=== The problem ===
Reproduce word for word the stretch of the entries below from the line containing "Annotation guideline v3.1 — Label: pale" through the line containing "[[261, 180, 293, 341], [287, 173, 326, 343]]", both included, and leave out any pictures.

Data entries:
▶

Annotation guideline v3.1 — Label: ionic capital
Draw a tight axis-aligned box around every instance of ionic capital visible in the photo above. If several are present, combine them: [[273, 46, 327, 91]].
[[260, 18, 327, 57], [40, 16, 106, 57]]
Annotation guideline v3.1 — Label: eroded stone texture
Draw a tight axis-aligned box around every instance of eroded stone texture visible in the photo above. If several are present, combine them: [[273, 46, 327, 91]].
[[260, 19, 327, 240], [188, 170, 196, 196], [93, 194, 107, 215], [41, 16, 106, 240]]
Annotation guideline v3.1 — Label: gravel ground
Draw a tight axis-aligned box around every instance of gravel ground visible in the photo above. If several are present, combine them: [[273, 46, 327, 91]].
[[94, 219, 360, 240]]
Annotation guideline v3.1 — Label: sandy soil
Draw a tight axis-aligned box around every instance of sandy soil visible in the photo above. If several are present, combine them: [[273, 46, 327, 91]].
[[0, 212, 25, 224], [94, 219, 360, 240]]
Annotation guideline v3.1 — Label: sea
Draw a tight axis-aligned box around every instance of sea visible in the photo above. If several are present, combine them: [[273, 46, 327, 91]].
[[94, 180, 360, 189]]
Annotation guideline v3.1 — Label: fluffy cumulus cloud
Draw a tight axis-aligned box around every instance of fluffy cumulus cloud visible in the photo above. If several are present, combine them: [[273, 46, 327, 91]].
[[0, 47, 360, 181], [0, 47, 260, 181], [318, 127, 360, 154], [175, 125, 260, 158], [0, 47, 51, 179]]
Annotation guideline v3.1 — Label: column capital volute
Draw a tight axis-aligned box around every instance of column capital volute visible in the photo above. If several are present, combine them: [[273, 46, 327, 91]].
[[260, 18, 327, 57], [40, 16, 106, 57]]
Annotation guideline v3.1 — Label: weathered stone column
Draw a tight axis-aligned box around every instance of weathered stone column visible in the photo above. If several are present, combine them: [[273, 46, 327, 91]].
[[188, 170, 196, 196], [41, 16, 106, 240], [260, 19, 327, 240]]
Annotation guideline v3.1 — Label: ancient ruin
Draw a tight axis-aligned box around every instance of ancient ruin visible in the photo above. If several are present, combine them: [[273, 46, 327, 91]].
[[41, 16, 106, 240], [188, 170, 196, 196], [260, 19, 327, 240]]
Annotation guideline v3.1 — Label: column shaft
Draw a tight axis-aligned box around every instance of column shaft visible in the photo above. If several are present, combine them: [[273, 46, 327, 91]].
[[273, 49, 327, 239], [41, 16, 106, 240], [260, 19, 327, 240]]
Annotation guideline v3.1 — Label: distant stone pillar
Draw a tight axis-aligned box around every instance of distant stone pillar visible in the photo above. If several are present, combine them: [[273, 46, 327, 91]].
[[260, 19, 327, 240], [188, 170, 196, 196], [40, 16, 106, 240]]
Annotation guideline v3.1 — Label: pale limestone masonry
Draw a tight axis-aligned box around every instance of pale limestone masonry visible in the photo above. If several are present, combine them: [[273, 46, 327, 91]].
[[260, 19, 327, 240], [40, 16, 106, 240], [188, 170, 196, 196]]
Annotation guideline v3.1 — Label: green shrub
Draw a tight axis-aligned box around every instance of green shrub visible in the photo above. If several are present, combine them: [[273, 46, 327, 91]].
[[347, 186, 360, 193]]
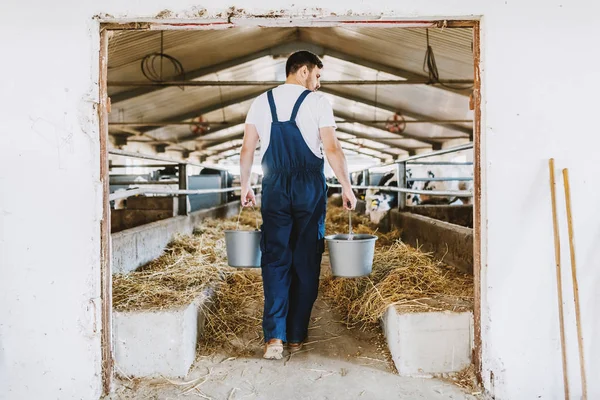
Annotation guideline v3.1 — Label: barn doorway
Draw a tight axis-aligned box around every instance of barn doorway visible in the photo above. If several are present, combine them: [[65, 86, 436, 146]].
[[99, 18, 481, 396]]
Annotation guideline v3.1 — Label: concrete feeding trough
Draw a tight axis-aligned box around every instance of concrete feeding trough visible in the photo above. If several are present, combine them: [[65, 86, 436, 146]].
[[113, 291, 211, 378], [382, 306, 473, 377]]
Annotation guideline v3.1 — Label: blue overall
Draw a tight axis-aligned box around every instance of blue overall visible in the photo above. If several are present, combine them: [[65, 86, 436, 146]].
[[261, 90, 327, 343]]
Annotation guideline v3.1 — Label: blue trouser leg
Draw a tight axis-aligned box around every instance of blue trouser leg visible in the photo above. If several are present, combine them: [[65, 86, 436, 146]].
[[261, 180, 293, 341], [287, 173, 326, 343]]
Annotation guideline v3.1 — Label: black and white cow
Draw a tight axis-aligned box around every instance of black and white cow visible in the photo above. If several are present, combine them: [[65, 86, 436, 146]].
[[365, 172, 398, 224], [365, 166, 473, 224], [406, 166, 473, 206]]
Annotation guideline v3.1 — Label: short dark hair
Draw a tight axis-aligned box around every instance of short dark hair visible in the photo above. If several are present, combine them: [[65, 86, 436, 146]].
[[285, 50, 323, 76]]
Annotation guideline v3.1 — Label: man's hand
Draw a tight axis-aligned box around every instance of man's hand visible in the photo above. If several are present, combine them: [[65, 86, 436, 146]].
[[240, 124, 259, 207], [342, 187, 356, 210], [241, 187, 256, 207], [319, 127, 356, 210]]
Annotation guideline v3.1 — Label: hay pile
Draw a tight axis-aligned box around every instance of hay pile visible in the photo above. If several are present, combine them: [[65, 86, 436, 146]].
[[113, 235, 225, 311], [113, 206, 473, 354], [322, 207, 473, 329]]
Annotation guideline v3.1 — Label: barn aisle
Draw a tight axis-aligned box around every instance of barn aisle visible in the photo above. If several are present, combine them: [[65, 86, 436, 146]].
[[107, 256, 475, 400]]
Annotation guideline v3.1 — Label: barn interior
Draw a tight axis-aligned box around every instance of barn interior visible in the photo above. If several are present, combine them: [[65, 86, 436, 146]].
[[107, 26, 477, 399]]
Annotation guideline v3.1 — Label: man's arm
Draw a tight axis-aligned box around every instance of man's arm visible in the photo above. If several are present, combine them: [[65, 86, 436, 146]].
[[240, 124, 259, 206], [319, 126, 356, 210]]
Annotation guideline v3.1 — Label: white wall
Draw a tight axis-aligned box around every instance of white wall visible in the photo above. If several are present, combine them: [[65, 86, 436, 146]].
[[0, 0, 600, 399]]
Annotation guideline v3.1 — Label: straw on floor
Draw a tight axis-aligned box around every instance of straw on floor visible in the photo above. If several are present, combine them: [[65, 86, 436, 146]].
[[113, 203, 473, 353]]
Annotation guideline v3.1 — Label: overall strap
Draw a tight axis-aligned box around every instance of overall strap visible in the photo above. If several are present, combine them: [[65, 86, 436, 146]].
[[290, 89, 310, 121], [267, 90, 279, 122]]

◀

=== Finished task ===
Annotation guideline v3.1 — Label: pale limestone masonry
Draw a tight axis-aligned box around every instance of pale limestone masonry visible in the photo above. If several are present, combine them: [[273, 46, 327, 91]].
[[260, 19, 327, 240], [40, 16, 106, 240], [188, 170, 196, 196]]
Annotation guideline v3.1 — Label: green shrub
Draw a tight axis-aligned box around every instance of green shrub visible in the photo above. If several are present, combine them: [[273, 46, 327, 91]].
[[347, 186, 360, 193]]
Annotation guideline v3.1 — Label: barn doorway
Draw a tight axis-aligned box around every instance of barn doorway visible in the photo above. If several are present, combine them: [[65, 86, 436, 146]].
[[99, 18, 481, 396]]
Annotation guideline v3.1 — Label: concrete feeding trough
Draw a tight axis-aligned box around every instance of concrete feeding trough visible in the photo above. If several are present, combine them: [[65, 86, 436, 146]].
[[113, 291, 211, 378], [382, 306, 473, 377]]
Annotation guideline v3.1 — Label: blue overall
Draw a tight axis-aligned box around every instance of blue overall visible in the photo above. If several are present, combine them: [[65, 86, 436, 146]].
[[261, 90, 327, 343]]
Annotation guideline v3.1 — Label: blue trouser leg
Draw a tight axis-aligned box around every instance of blue trouser leg visible in the photo above. If several are present, combine them: [[65, 86, 436, 146]].
[[261, 180, 293, 341], [287, 173, 326, 343]]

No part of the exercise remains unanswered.